Start of Document excerpt

The Real Cause of Heart Disease? part 4 of 4

uffe_ravnskov_134By Uffe Ravnskov MD

Why is atherosclerosis seen only in arteries, you may ask. Veins are also supplied by the vasa vasorum. Why don't the LDL-complexes obstruct the vasa vasorum of the veins? Good question, but there is a good answer also.

The pressure in veins is very low, lower than in their vasa vasorum. Venous blood flows slowly and steadily and therefore, the LDL clumps have no problem passing by.

In the arteries the pressure is high, much higher than in their vasa vasorum. Each stroke of the heart stops the blood flow completely in the vasa vasorum; the blood is only able to pass by during the short time when the heart is relaxed.

By the same reasoning, atherosclerotic plaques are localized to areas of the intimal surface where the hydrodynamic forces, turbulence of blood flow, and tissue pressure are especially high, namely at the branching points of the arteries and within tortuous arteries. The fact that atherosclerosis is seen only in arteries also contradicts the idea that microbes attack the endothelium directly. If this were true, atherosclerosis would be just as, or more common, in veins.

End of Document excerpt
Start of Given entries

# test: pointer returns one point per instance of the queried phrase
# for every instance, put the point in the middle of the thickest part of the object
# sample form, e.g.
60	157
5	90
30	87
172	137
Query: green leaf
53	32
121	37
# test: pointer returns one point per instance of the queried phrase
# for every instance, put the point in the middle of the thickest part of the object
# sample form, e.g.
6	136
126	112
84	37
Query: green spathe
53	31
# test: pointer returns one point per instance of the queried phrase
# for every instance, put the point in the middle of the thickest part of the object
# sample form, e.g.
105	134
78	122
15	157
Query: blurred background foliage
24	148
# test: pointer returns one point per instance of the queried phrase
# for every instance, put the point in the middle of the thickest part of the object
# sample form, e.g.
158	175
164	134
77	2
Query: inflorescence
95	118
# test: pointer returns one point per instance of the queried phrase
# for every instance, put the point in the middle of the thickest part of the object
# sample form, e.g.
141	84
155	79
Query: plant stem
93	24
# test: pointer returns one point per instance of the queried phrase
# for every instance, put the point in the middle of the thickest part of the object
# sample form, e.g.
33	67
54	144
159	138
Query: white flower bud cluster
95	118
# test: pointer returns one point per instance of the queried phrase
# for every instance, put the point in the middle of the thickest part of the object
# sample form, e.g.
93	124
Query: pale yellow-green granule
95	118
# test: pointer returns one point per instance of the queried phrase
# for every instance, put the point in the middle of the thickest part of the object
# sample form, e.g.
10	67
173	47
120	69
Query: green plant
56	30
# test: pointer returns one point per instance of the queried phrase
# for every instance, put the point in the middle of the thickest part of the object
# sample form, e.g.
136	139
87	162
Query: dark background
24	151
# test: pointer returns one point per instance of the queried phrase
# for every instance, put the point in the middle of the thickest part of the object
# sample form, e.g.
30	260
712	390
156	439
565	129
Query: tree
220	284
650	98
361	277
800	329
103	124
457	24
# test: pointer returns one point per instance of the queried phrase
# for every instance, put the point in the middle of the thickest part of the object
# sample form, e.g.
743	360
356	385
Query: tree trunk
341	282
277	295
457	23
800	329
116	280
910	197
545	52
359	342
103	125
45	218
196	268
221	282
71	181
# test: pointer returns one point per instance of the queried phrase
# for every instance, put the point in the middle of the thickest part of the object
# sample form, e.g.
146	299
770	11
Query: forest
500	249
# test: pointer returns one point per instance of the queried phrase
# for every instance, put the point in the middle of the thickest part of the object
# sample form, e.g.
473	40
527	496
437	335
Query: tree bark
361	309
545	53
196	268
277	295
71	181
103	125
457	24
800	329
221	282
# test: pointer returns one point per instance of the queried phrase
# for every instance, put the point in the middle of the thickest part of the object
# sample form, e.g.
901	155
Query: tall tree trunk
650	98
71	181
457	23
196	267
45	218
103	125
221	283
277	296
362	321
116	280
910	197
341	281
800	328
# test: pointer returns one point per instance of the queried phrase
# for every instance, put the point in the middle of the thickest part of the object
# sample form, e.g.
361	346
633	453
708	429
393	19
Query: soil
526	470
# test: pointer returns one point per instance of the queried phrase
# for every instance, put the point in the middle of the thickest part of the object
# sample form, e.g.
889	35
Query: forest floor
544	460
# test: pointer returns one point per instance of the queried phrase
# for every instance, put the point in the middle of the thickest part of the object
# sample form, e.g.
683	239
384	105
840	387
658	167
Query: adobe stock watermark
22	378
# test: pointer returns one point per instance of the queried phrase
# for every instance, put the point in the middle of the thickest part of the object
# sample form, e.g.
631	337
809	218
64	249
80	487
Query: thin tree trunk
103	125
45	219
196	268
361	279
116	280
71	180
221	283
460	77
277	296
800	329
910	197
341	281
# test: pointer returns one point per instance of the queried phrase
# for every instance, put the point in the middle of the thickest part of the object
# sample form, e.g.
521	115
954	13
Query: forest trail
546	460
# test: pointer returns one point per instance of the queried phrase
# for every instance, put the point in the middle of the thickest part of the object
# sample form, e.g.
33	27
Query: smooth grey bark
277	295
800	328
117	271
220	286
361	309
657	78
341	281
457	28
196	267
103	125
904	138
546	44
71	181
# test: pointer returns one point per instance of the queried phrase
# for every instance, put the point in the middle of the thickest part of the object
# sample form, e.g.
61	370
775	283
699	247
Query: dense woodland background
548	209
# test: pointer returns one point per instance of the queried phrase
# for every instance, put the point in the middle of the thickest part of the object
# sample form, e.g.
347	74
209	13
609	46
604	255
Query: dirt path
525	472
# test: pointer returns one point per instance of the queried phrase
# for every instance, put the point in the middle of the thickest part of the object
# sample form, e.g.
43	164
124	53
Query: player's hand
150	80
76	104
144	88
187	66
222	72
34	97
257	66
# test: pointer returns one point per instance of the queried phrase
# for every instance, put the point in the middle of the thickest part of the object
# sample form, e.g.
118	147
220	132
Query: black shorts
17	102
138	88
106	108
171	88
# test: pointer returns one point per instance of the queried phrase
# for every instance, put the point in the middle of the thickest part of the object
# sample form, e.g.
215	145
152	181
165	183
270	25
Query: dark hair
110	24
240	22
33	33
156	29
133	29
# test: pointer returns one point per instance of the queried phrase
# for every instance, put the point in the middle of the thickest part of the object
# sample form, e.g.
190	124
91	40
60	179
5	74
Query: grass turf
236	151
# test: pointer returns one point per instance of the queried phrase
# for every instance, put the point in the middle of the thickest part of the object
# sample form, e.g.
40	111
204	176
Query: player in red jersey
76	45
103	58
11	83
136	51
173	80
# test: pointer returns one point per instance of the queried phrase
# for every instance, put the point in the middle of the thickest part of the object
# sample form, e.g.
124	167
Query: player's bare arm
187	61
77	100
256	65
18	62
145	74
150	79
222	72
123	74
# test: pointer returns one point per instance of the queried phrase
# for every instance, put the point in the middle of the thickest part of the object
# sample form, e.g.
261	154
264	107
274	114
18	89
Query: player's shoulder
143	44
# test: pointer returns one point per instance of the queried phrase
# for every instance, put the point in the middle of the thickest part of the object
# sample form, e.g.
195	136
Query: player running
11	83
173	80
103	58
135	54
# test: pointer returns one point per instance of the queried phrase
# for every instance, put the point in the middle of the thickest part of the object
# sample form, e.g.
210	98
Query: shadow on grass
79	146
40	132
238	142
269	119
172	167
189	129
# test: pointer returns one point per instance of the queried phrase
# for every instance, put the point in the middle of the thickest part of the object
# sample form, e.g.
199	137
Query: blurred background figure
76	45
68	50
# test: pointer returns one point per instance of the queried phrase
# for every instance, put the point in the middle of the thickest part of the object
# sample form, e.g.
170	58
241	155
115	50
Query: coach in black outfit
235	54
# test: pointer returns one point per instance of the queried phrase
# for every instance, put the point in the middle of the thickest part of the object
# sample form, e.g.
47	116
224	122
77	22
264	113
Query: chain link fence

End of Given entries

#### Activities
**A.** In the heart disease article, at which arterial locations are atherosclerotic plaques said to be localized?
**B.** From the heart disease article, output the passage from "Why is atherosclerosis" up to and including "problem passing by.", copied word for word.

#### Responses to the tasks
**A.** At the branching points of the arteries and within tortuous arteries.

**B.**
Why is atherosclerosis seen only in arteries, you may ask. Veins are also supplied by the vasa vasorum. Why don't the LDL-complexes obstruct the vasa vasorum of the veins? Good question, but there is a good answer also.

The pressure in veins is very low, lower than in their vasa vasorum. Venous blood flows slowly and steadily and therefore, the LDL clumps have no problem passing by.